[Referring expression pointing data]
——————

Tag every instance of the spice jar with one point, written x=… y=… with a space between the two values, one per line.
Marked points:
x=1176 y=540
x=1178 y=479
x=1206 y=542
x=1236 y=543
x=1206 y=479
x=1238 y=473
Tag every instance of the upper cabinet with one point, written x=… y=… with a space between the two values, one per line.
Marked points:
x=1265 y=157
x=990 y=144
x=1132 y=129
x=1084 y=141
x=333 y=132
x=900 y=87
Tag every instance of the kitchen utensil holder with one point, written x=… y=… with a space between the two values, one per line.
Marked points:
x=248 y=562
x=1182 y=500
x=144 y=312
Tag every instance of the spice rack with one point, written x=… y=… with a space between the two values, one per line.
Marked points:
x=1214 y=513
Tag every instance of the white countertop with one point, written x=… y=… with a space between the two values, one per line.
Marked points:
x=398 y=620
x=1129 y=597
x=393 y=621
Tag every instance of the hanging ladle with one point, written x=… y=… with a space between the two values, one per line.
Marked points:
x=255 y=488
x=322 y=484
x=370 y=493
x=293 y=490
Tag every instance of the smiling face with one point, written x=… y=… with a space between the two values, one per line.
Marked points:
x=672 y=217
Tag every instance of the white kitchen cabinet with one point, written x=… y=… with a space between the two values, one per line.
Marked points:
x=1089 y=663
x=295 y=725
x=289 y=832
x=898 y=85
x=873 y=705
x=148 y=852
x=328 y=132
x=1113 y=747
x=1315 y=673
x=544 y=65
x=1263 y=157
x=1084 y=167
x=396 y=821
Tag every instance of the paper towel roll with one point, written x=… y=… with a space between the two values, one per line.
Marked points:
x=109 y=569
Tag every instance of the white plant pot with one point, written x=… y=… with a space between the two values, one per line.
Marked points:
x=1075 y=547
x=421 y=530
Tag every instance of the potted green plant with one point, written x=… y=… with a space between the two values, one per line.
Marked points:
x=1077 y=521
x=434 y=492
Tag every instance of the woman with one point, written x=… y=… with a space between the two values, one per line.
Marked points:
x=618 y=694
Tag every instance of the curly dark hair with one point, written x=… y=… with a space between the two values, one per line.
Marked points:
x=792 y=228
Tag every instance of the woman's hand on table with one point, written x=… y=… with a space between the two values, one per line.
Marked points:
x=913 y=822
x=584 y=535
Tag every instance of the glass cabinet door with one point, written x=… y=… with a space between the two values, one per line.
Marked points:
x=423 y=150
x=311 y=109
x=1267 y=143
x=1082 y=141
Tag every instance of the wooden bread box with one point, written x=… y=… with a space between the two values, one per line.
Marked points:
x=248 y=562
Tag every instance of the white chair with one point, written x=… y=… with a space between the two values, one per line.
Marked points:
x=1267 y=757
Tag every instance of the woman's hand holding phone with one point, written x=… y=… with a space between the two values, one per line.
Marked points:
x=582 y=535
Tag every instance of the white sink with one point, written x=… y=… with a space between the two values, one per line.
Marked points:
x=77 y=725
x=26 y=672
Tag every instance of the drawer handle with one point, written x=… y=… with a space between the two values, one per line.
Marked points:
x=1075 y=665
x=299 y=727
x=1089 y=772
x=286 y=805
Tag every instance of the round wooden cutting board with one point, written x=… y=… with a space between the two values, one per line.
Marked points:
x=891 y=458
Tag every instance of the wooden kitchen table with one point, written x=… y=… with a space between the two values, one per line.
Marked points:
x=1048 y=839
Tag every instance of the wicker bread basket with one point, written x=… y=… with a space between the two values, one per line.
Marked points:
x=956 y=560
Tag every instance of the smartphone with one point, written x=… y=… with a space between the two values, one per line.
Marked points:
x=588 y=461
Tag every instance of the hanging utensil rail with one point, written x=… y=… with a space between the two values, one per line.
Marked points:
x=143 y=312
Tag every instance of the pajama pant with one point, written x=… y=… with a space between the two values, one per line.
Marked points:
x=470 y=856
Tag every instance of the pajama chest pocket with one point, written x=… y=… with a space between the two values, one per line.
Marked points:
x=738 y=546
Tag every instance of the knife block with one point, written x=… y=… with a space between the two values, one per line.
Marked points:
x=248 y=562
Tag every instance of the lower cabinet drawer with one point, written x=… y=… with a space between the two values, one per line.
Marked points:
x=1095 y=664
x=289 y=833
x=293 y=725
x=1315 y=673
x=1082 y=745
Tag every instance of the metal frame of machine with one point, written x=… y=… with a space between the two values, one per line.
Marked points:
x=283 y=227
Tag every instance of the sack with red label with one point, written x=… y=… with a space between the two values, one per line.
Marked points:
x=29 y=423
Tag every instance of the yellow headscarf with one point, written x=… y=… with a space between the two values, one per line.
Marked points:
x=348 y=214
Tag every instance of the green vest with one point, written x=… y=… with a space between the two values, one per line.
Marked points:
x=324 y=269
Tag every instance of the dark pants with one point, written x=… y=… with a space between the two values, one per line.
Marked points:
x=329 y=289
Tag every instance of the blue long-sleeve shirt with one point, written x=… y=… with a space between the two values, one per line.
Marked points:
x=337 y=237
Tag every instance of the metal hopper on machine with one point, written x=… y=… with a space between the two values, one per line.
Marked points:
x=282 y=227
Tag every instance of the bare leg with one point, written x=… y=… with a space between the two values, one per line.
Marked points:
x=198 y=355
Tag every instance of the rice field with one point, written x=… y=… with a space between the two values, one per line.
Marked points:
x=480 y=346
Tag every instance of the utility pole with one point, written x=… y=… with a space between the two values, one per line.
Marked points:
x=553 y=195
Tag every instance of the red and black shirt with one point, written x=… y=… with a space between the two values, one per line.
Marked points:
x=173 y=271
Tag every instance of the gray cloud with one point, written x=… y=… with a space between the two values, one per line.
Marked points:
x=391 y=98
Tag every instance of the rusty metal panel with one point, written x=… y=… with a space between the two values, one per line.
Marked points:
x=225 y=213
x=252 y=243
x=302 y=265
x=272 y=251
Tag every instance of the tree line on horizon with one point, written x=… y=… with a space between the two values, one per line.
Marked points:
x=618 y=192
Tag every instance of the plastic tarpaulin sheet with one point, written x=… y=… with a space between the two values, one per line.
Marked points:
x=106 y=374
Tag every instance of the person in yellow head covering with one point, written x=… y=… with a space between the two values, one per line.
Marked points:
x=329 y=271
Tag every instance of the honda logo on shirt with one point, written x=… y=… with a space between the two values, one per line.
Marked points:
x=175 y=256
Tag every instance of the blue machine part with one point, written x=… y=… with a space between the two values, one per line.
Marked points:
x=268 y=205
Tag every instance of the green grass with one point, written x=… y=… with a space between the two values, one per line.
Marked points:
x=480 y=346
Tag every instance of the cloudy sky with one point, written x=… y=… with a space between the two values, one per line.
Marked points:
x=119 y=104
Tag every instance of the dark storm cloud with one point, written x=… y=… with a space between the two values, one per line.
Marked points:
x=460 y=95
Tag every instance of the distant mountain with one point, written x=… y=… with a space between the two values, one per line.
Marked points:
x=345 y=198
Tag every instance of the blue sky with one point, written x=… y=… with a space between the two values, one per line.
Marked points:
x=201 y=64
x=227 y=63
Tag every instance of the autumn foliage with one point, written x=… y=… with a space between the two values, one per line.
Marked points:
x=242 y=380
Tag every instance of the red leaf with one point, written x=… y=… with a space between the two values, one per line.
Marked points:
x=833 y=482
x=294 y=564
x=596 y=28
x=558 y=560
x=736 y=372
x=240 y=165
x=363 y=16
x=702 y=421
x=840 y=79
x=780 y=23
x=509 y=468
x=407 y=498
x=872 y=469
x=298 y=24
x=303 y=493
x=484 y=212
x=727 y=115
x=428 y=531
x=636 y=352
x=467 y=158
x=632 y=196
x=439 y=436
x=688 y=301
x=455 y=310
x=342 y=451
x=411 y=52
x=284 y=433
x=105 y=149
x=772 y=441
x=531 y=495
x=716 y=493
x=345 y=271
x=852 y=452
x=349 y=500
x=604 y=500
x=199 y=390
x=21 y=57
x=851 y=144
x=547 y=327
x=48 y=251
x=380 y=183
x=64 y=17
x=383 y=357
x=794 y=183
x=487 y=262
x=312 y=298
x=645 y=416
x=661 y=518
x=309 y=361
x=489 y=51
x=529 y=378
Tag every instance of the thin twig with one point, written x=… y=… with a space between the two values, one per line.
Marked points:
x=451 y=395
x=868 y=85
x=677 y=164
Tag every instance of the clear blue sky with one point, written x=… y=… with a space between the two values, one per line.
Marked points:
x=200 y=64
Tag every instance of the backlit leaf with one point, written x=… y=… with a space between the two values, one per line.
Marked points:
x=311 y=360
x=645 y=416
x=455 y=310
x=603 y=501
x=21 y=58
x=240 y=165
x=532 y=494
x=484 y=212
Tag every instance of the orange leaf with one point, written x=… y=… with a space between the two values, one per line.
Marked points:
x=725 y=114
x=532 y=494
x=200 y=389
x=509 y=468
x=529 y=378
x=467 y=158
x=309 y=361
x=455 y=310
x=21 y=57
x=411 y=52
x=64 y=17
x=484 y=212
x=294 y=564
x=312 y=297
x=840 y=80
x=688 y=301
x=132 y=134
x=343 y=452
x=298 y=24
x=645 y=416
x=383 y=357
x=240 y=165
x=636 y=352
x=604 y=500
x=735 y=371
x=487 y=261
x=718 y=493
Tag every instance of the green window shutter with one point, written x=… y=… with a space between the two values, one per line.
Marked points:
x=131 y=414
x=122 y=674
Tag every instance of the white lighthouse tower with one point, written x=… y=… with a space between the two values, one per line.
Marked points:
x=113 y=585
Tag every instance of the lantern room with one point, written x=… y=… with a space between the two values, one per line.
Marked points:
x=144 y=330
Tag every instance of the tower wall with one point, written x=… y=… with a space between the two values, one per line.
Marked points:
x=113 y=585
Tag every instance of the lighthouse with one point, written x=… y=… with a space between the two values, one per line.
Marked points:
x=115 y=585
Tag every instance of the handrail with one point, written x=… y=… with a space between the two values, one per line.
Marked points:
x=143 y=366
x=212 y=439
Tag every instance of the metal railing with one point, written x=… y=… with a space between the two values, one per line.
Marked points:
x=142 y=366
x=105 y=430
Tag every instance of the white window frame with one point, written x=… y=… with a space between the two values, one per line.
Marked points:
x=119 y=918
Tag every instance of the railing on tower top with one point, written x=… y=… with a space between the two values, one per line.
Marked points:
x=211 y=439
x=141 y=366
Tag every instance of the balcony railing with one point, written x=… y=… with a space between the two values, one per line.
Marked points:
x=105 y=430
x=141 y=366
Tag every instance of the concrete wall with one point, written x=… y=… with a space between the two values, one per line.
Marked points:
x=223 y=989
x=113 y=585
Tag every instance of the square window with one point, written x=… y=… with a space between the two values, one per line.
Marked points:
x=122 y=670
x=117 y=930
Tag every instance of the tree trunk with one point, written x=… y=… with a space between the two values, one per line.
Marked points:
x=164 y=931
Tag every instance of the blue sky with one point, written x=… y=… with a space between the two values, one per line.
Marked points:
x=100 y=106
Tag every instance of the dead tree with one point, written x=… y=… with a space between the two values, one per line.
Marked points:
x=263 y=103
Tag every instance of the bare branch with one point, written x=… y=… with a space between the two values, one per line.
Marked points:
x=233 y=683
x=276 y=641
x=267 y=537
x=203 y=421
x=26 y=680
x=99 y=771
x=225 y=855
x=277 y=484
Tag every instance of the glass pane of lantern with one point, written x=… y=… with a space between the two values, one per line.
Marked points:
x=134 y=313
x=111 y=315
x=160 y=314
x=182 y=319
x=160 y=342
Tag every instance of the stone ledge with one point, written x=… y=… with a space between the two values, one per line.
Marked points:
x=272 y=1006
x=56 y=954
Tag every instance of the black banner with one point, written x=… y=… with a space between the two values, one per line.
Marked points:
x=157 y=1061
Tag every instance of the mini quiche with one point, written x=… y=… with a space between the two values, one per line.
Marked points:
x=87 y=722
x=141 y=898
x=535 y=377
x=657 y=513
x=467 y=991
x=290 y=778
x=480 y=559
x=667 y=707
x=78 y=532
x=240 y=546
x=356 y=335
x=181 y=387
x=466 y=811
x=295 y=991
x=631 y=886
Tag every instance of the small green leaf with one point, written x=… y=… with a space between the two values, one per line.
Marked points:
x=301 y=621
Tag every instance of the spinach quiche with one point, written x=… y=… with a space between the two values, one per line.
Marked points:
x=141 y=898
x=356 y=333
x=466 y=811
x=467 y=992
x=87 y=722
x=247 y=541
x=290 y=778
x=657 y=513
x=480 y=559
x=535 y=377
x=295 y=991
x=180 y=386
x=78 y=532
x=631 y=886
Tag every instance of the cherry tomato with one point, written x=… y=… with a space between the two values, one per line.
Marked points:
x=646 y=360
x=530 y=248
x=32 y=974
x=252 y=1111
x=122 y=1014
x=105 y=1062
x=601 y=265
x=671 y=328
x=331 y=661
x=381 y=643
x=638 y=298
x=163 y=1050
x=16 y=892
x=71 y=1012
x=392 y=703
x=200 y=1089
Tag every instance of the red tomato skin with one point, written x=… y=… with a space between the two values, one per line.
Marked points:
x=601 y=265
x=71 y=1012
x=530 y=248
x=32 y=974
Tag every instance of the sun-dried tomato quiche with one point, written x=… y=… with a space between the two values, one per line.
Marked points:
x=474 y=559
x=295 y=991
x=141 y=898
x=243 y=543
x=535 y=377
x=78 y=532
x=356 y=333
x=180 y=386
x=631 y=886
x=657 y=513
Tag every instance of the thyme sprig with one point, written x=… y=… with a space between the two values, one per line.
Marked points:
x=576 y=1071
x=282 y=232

——————

Aim of the exercise:
Reproduce the entries above exactly, starting at their first line and finishing with the line that contains "Tag every instance of the white kitchen".

Exercise output:
Tag every instance of the spice jar with one point, written x=… y=… with a space between the two values, one per line.
Marked points:
x=1176 y=540
x=1178 y=479
x=1206 y=542
x=1236 y=543
x=1206 y=479
x=1238 y=473
Tag every instance of the upper cabinet with one point, written x=… y=… with a space between the two values, one per line.
Marked points:
x=1265 y=157
x=990 y=144
x=1132 y=129
x=1084 y=141
x=333 y=132
x=900 y=87
Tag every instance of the kitchen utensil holder with one point, written x=… y=… with a space between the two values, one per line.
Marked points:
x=248 y=562
x=1182 y=500
x=144 y=312
Tag every instance of the spice rack with one point, written x=… y=… with a space between the two values, one per line.
Marked points:
x=1214 y=513
Tag every instance of the white countertop with one point, written x=… y=… with a space between the two values, one per line.
Marked points:
x=398 y=620
x=1129 y=597
x=393 y=621
Tag every instance of the hanging ladle with one point, written x=… y=… with a space between the two values, one per line.
Marked points:
x=255 y=488
x=322 y=484
x=370 y=493
x=293 y=490
Tag every instance of the smiling face with one point, written x=… y=… with a space between the two values, one per line.
Marked points:
x=672 y=217
Tag every instance of the white kitchen cabinet with one point, written x=… y=… with a space between the two values, one per line.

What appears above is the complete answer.